— begin —

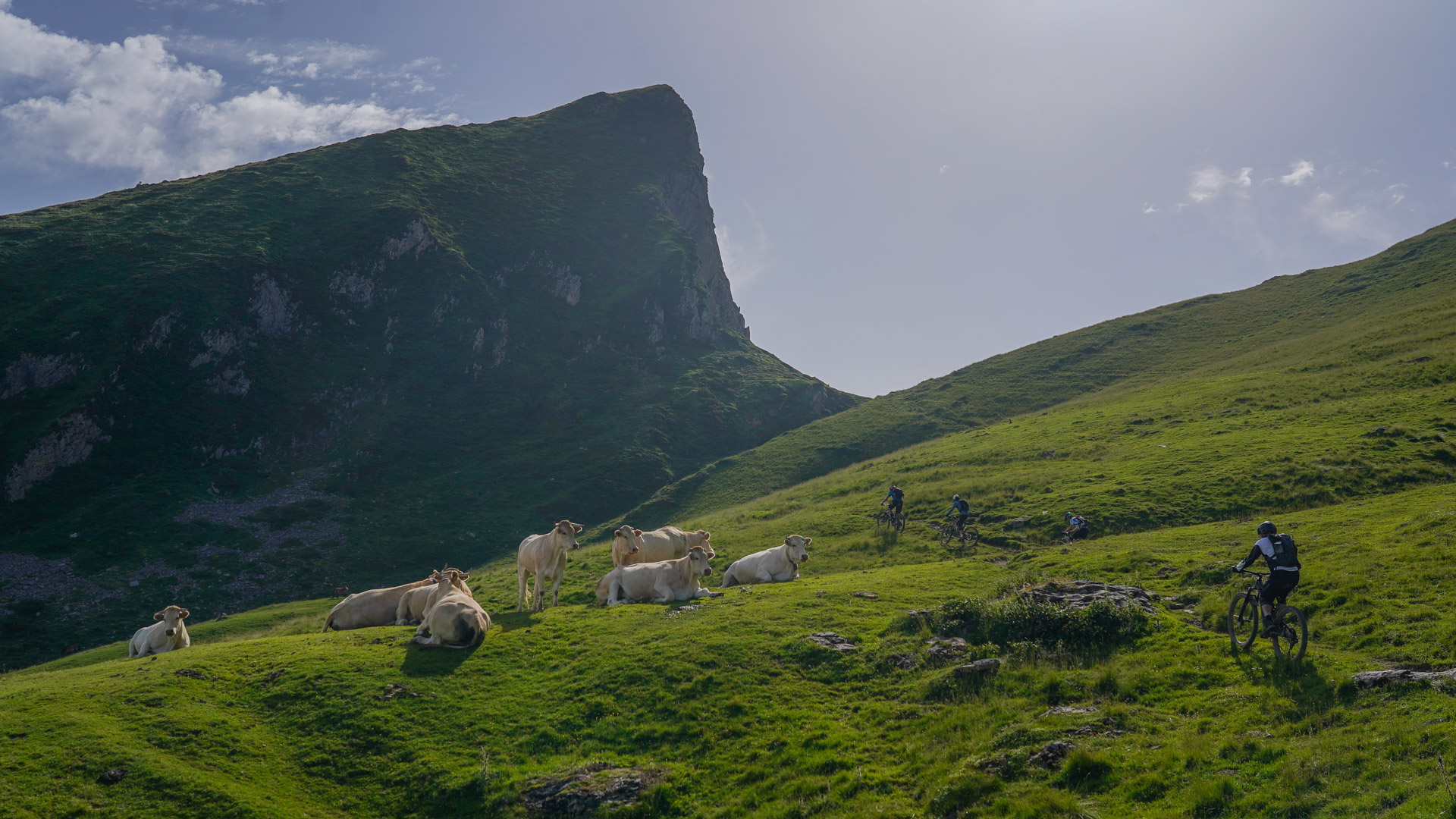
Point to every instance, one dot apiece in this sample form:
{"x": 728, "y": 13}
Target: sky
{"x": 900, "y": 188}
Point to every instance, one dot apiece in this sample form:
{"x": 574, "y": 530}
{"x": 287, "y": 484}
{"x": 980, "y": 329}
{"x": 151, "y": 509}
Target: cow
{"x": 670, "y": 542}
{"x": 770, "y": 566}
{"x": 545, "y": 556}
{"x": 625, "y": 545}
{"x": 375, "y": 607}
{"x": 414, "y": 602}
{"x": 455, "y": 620}
{"x": 168, "y": 634}
{"x": 660, "y": 582}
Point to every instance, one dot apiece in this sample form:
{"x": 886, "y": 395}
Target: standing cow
{"x": 770, "y": 566}
{"x": 669, "y": 542}
{"x": 660, "y": 582}
{"x": 545, "y": 556}
{"x": 168, "y": 634}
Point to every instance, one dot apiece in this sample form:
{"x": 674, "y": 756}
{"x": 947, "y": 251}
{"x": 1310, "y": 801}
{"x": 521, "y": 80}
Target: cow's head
{"x": 698, "y": 563}
{"x": 172, "y": 617}
{"x": 631, "y": 537}
{"x": 568, "y": 529}
{"x": 795, "y": 548}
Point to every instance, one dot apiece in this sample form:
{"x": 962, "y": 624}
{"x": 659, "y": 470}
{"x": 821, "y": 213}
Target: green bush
{"x": 1003, "y": 623}
{"x": 1087, "y": 773}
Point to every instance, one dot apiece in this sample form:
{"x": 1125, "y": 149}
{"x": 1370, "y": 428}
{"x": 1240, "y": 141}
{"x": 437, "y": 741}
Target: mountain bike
{"x": 1245, "y": 614}
{"x": 967, "y": 537}
{"x": 889, "y": 519}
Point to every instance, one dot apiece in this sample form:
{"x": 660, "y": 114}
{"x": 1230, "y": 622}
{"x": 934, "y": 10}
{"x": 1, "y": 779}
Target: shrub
{"x": 1003, "y": 623}
{"x": 962, "y": 793}
{"x": 1087, "y": 773}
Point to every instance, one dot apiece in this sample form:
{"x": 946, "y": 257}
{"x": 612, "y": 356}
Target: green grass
{"x": 748, "y": 719}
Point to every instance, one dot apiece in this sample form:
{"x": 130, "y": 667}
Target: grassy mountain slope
{"x": 1264, "y": 327}
{"x": 742, "y": 716}
{"x": 321, "y": 369}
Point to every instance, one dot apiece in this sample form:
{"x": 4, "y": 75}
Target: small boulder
{"x": 979, "y": 668}
{"x": 830, "y": 640}
{"x": 1050, "y": 754}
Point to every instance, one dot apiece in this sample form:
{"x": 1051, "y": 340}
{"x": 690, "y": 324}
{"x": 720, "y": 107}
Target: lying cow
{"x": 168, "y": 634}
{"x": 660, "y": 582}
{"x": 453, "y": 620}
{"x": 770, "y": 566}
{"x": 375, "y": 607}
{"x": 669, "y": 542}
{"x": 545, "y": 556}
{"x": 626, "y": 542}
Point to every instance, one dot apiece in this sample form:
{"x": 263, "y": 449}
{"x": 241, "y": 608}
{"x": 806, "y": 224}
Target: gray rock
{"x": 1082, "y": 594}
{"x": 830, "y": 640}
{"x": 1050, "y": 754}
{"x": 979, "y": 668}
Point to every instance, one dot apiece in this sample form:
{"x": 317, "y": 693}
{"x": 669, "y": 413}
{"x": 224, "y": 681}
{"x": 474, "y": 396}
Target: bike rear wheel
{"x": 1244, "y": 620}
{"x": 1293, "y": 634}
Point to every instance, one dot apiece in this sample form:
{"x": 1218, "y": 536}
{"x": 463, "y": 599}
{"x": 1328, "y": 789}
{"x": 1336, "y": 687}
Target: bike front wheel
{"x": 1244, "y": 620}
{"x": 1292, "y": 634}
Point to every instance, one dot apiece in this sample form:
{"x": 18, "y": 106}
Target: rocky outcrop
{"x": 685, "y": 199}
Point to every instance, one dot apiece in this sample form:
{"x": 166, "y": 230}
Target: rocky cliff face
{"x": 347, "y": 365}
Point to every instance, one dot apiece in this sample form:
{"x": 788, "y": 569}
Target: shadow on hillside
{"x": 433, "y": 662}
{"x": 510, "y": 621}
{"x": 1301, "y": 682}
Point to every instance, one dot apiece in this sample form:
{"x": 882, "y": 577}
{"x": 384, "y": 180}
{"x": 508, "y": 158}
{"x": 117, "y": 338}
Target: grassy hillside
{"x": 331, "y": 366}
{"x": 733, "y": 713}
{"x": 1272, "y": 327}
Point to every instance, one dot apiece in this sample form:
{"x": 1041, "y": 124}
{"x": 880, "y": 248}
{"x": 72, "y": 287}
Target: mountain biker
{"x": 1282, "y": 557}
{"x": 1078, "y": 528}
{"x": 962, "y": 510}
{"x": 896, "y": 500}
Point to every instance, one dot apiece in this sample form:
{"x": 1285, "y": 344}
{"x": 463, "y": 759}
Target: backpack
{"x": 1286, "y": 554}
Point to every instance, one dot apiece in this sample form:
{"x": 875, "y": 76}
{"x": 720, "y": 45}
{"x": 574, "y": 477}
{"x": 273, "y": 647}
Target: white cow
{"x": 455, "y": 620}
{"x": 168, "y": 634}
{"x": 670, "y": 542}
{"x": 545, "y": 556}
{"x": 625, "y": 545}
{"x": 660, "y": 582}
{"x": 376, "y": 607}
{"x": 770, "y": 566}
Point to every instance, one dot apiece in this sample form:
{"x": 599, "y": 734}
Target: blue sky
{"x": 900, "y": 188}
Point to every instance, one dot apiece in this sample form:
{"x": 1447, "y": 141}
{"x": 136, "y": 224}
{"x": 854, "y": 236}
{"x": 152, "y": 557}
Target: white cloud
{"x": 1348, "y": 223}
{"x": 134, "y": 105}
{"x": 1206, "y": 183}
{"x": 745, "y": 260}
{"x": 1299, "y": 172}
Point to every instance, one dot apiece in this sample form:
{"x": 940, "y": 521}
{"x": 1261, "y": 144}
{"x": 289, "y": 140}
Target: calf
{"x": 455, "y": 620}
{"x": 545, "y": 556}
{"x": 660, "y": 582}
{"x": 770, "y": 566}
{"x": 168, "y": 634}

— end —

_Objective_. None of the pictures should appear; repeat the records exactly otherwise.

_Solution to the exercise_.
Point to every instance, one dot apiece in this sample form:
{"x": 728, "y": 13}
Target: sky
{"x": 900, "y": 188}
Point to every instance, one dot apiece in this sample form:
{"x": 574, "y": 530}
{"x": 287, "y": 484}
{"x": 980, "y": 329}
{"x": 151, "y": 509}
Target: cow
{"x": 670, "y": 542}
{"x": 770, "y": 566}
{"x": 545, "y": 556}
{"x": 625, "y": 545}
{"x": 375, "y": 607}
{"x": 414, "y": 602}
{"x": 455, "y": 620}
{"x": 168, "y": 634}
{"x": 660, "y": 582}
Point to every instance, one dot apiece in this sample form:
{"x": 886, "y": 395}
Target: standing cow
{"x": 770, "y": 566}
{"x": 669, "y": 542}
{"x": 660, "y": 582}
{"x": 545, "y": 556}
{"x": 168, "y": 634}
Point to every instance, one dot apiece in this sample form:
{"x": 674, "y": 756}
{"x": 947, "y": 251}
{"x": 1310, "y": 801}
{"x": 521, "y": 80}
Target: cow's head
{"x": 698, "y": 563}
{"x": 172, "y": 617}
{"x": 631, "y": 537}
{"x": 568, "y": 529}
{"x": 795, "y": 548}
Point to every instance, one dot apiece in this sample form:
{"x": 962, "y": 624}
{"x": 659, "y": 470}
{"x": 821, "y": 213}
Target: green bush
{"x": 1003, "y": 623}
{"x": 1087, "y": 773}
Point to every instance, one dot apiece in this sample form:
{"x": 1125, "y": 149}
{"x": 1370, "y": 428}
{"x": 1240, "y": 141}
{"x": 437, "y": 741}
Target: mountain bike
{"x": 1245, "y": 614}
{"x": 967, "y": 537}
{"x": 889, "y": 519}
Point to every instance, one dot apiece in this sample form:
{"x": 660, "y": 114}
{"x": 1230, "y": 622}
{"x": 934, "y": 10}
{"x": 1, "y": 779}
Target: shrub
{"x": 1003, "y": 623}
{"x": 962, "y": 793}
{"x": 1087, "y": 773}
Point to every instance, one dot apiece in this sample form:
{"x": 946, "y": 257}
{"x": 612, "y": 356}
Target: green grass
{"x": 748, "y": 719}
Point to every instance, one dot apiece in this sample form:
{"x": 130, "y": 667}
Target: grassy mountain slope
{"x": 1264, "y": 327}
{"x": 742, "y": 716}
{"x": 321, "y": 369}
Point to every instance, one dot apiece in this sample form:
{"x": 4, "y": 75}
Target: small boulder
{"x": 979, "y": 668}
{"x": 830, "y": 640}
{"x": 1050, "y": 754}
Point to every instance, one dot apiece in this sample form:
{"x": 1051, "y": 340}
{"x": 690, "y": 324}
{"x": 720, "y": 107}
Target: lying cow
{"x": 168, "y": 634}
{"x": 660, "y": 582}
{"x": 453, "y": 620}
{"x": 770, "y": 566}
{"x": 375, "y": 607}
{"x": 669, "y": 542}
{"x": 545, "y": 556}
{"x": 626, "y": 542}
Point to every instance, one dot apiece in this sample form:
{"x": 263, "y": 449}
{"x": 241, "y": 608}
{"x": 806, "y": 224}
Target: gray rock
{"x": 1082, "y": 594}
{"x": 830, "y": 640}
{"x": 1050, "y": 754}
{"x": 979, "y": 668}
Point to every instance, one dot apiece in this sample form:
{"x": 317, "y": 693}
{"x": 669, "y": 413}
{"x": 224, "y": 681}
{"x": 474, "y": 396}
Target: bike rear wheel
{"x": 1244, "y": 620}
{"x": 1293, "y": 634}
Point to every instance, one dot apiece in this sample form:
{"x": 1218, "y": 536}
{"x": 463, "y": 599}
{"x": 1328, "y": 789}
{"x": 1336, "y": 687}
Target: bike front wheel
{"x": 1244, "y": 620}
{"x": 1292, "y": 634}
Point to every instance, one dot apiece in this sample form:
{"x": 18, "y": 106}
Target: rocky outcrop
{"x": 685, "y": 199}
Point to every instance, one dot apiece in this sample form:
{"x": 166, "y": 230}
Target: rocky cliff face
{"x": 347, "y": 365}
Point to every instance, one dot apiece in this sample form:
{"x": 788, "y": 569}
Target: shadow on hillside
{"x": 433, "y": 662}
{"x": 510, "y": 621}
{"x": 1301, "y": 682}
Point to every instance, one dot apiece in this sample form:
{"x": 882, "y": 577}
{"x": 384, "y": 180}
{"x": 508, "y": 158}
{"x": 117, "y": 338}
Target: grassy hillside
{"x": 331, "y": 366}
{"x": 733, "y": 713}
{"x": 1272, "y": 327}
Point to every instance, one dot apiece in this sample form:
{"x": 1041, "y": 124}
{"x": 880, "y": 248}
{"x": 72, "y": 287}
Target: mountain biker
{"x": 1282, "y": 557}
{"x": 1078, "y": 528}
{"x": 962, "y": 510}
{"x": 896, "y": 500}
Point to every instance, one dot apiece in this sample form:
{"x": 1285, "y": 344}
{"x": 463, "y": 759}
Target: backpack
{"x": 1286, "y": 554}
Point to every instance, one dot apiece in this sample form:
{"x": 875, "y": 76}
{"x": 720, "y": 45}
{"x": 574, "y": 477}
{"x": 273, "y": 647}
Target: white cow
{"x": 455, "y": 620}
{"x": 168, "y": 634}
{"x": 670, "y": 542}
{"x": 545, "y": 556}
{"x": 625, "y": 545}
{"x": 660, "y": 582}
{"x": 376, "y": 607}
{"x": 770, "y": 566}
Point to every instance, one dot apiece in this sample form:
{"x": 599, "y": 734}
Target: blue sky
{"x": 900, "y": 188}
Point to every instance, one dot apiece in this sample form:
{"x": 1447, "y": 141}
{"x": 136, "y": 224}
{"x": 854, "y": 236}
{"x": 152, "y": 557}
Target: white cloud
{"x": 1348, "y": 223}
{"x": 134, "y": 105}
{"x": 1206, "y": 183}
{"x": 745, "y": 260}
{"x": 1299, "y": 172}
Point to every instance, one dot apiece in this sample form:
{"x": 940, "y": 521}
{"x": 1261, "y": 144}
{"x": 289, "y": 140}
Target: calf
{"x": 455, "y": 620}
{"x": 545, "y": 556}
{"x": 660, "y": 582}
{"x": 770, "y": 566}
{"x": 168, "y": 634}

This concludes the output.